> _Task goal_:
Every line below should be given again without alteration.

Stored data entries
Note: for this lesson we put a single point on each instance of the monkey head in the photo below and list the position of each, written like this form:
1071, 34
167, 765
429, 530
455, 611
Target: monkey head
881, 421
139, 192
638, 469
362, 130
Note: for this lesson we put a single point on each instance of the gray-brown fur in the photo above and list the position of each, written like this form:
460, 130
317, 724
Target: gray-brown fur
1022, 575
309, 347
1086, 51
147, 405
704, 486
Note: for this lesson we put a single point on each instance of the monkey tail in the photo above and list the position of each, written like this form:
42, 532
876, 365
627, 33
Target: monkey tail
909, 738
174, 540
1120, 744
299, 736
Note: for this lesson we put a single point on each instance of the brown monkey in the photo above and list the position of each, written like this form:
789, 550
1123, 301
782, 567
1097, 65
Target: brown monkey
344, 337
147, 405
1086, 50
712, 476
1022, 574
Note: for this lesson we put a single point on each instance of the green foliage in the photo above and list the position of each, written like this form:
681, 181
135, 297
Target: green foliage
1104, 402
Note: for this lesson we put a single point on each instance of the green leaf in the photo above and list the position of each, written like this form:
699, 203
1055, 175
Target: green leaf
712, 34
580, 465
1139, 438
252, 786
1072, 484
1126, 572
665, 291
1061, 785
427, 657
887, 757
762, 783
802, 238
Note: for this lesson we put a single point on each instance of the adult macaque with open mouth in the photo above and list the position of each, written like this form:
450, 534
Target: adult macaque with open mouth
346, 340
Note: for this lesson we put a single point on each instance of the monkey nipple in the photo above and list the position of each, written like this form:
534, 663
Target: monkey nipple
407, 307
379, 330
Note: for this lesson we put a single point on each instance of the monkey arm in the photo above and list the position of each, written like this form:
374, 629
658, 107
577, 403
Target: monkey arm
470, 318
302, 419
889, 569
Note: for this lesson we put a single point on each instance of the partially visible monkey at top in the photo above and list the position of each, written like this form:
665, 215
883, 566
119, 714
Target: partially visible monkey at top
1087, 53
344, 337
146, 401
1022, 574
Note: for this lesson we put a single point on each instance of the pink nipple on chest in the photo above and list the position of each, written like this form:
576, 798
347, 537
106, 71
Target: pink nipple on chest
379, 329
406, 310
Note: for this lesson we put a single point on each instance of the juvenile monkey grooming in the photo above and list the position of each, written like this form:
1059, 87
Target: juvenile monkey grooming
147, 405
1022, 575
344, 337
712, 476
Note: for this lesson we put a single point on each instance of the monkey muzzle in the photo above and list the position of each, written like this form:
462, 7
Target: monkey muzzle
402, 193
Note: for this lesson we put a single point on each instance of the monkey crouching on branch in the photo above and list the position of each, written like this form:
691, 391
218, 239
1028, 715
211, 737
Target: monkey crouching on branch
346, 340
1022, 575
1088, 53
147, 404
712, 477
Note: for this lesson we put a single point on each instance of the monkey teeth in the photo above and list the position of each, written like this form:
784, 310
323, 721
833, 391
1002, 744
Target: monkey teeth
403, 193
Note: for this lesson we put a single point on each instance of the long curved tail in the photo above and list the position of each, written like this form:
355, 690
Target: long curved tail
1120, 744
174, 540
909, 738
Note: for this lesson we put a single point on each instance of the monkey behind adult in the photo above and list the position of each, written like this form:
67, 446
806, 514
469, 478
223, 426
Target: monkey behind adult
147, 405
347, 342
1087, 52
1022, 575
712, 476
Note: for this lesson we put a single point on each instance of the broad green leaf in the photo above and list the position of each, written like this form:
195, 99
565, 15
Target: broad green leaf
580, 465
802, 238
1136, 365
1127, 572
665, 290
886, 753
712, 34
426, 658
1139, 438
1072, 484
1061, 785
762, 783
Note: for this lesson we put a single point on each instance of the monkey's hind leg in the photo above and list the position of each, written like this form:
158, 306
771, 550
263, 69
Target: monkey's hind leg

> _Solution_:
Note: for this lesson we put a single point on each instance of the monkey head in the photo below and list the position of each, written like this form:
1071, 34
167, 765
429, 530
455, 611
Target: monkey head
881, 421
139, 192
638, 469
362, 130
Note: for this lesson we put a single point on each instance of the gray-brown fur in the photo above and list the position of each, written like this form:
460, 130
317, 724
Target: gray-brown fur
1022, 575
309, 347
1086, 51
147, 405
704, 486
Note: for this lesson we put a single point on each instance of the monkey tail in the photo above and list the position of each, written like this form:
42, 532
876, 365
627, 33
Target: monkey tail
909, 738
174, 540
1120, 744
299, 736
Note: for this lesson we put a single point on each instance of the brown monkey in the photo above and list the position of each, written like this form:
789, 550
1123, 301
782, 567
1097, 65
Target: brown monkey
344, 337
147, 405
1086, 50
712, 476
1022, 574
Note: for this lesson we put a single point on each instance of the green foliage in the photo above and list the position of each, written like this form:
681, 181
135, 297
Target: green foliage
1104, 402
Note: for this lesson we put a single point on each instance of the green leaf in the photo above and list the position of each, written like this form:
699, 203
1055, 175
Target: green leaf
712, 34
580, 465
1139, 438
252, 786
1072, 484
1126, 572
665, 291
1061, 785
427, 657
887, 757
762, 783
802, 238
Note: for this lesson we put a single point on each instance of the adult macaque with open mouth in the photo above and list the position of each, written like this form:
450, 534
Target: adult macaque with open mouth
346, 340
Note: for this lesson we put a single point on each instance of the monkey nipple in the photo above and list the position of each, written like this form:
534, 663
Target: monkey nipple
407, 307
379, 330
Note: for this lesson we put a single point on each instance of the monkey arm in the photo above and list the position of each, written like this form:
374, 629
658, 107
577, 403
Target: monkey arm
470, 318
302, 419
889, 569
Note: for this lesson we put a single point on each instance of the partially visible monkey at top in the photo above and list the position of each, written like this form:
665, 215
883, 566
119, 714
Target: partially visible monkey at top
1087, 53
344, 337
146, 401
1022, 574
Note: for this lesson we put a single point on each instance of the pink nipple on chest in the photo above and list the position of each, written like this form:
576, 798
347, 537
106, 71
Target: pink nipple on chest
379, 329
406, 310
Note: for this lesson we put a single point on each instance of the juvenile monkey grooming in the photo above and list the position of each, written like this form:
1059, 87
Target: juvenile monkey grooming
147, 405
1022, 575
344, 337
712, 476
Note: for this lesson we put a single point on each instance of the monkey muzzle in the photo above and list the position of each, written like this form:
462, 7
Target: monkey muzzle
402, 193
Note: for this lesson we put a single point on each instance of the monkey crouching on branch in the photo above and list the position of each, written like this form:
691, 391
218, 239
1028, 715
211, 737
Target: monkey crouching on branch
346, 340
1022, 575
1088, 53
147, 404
712, 477
Note: for this lesson we put a single point on each instance of the monkey teeth in the photo above and list the position of each, written like this form:
784, 310
323, 721
833, 391
1002, 744
Target: monkey teeth
403, 193
Note: for this lesson we put a single point on each instance of the long curved tail in the photo above and list the position of each, written like this form:
355, 690
Target: long curved tail
1120, 744
174, 540
909, 738
Note: for this lesson we put a single point on each instance of the monkey behind adult in the photo above and list the position of each, written like this form:
67, 446
806, 514
469, 478
223, 426
Target: monkey behind adult
147, 405
347, 342
1087, 52
1022, 575
712, 476
Note: for this lesson we put a single point on each instance of the broad green leaf in the photo above and list the position of each, written like this form:
195, 99
565, 15
Target: broad green leaf
580, 465
802, 238
1136, 365
1127, 572
665, 290
886, 753
712, 34
426, 658
1139, 438
1072, 484
1061, 785
762, 783
Note: for this lesson we put a single point on each instance of the monkey's hind leg in the photo above and list the position of each, written like this form:
158, 306
771, 550
263, 69
Target: monkey's hind leg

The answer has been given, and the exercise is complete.